● The problem: List each line of the entries below that contains the string "target", copying every such line in full.

[Annotation records]
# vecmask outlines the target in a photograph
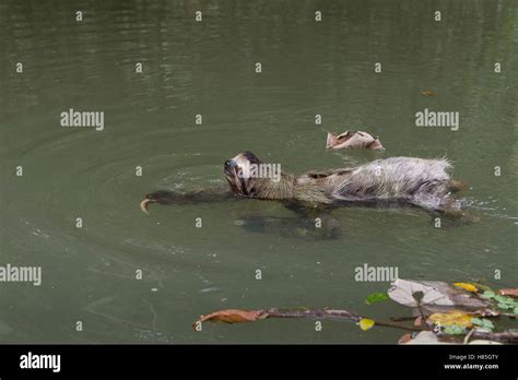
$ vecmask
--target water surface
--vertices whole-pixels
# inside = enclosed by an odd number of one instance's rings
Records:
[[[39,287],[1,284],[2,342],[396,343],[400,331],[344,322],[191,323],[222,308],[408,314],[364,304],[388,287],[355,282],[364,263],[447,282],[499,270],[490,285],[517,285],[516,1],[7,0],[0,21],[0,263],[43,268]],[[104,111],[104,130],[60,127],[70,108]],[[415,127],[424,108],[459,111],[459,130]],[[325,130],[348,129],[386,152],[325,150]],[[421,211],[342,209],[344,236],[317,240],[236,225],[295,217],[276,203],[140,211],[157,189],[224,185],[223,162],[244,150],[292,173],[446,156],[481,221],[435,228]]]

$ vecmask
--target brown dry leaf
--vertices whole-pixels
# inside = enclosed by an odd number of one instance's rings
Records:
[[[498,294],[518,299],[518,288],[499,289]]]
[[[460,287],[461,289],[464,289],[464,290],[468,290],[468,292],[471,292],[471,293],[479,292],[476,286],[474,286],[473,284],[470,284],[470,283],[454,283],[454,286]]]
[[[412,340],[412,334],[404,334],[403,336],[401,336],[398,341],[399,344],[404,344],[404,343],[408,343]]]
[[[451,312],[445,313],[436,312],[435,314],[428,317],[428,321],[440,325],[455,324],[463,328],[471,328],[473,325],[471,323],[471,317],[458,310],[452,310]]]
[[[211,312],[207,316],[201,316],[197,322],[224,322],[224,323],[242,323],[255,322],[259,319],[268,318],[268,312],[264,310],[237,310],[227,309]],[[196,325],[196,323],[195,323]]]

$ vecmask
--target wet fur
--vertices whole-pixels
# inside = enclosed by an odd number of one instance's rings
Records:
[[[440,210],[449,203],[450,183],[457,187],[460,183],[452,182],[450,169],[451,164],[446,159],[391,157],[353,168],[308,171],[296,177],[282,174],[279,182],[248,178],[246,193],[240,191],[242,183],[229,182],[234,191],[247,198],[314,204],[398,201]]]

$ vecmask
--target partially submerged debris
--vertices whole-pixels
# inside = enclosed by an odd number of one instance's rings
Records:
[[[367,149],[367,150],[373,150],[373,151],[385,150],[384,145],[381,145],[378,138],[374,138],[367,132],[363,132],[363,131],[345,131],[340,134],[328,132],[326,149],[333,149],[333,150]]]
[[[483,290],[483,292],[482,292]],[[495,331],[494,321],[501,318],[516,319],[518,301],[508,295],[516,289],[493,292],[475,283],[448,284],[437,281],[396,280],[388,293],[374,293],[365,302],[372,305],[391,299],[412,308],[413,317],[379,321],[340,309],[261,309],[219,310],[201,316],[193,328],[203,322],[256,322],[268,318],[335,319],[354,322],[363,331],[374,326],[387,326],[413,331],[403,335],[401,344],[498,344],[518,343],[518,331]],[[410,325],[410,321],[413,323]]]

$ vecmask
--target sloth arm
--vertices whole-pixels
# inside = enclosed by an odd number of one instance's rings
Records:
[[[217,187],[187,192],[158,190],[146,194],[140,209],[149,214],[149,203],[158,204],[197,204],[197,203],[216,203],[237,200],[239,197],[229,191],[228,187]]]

● Solved problem:
# vecmask outlines the target in a photograph
--target water surface
--target brown dry leaf
--target wet fur
--target partially submerged debris
--target sloth arm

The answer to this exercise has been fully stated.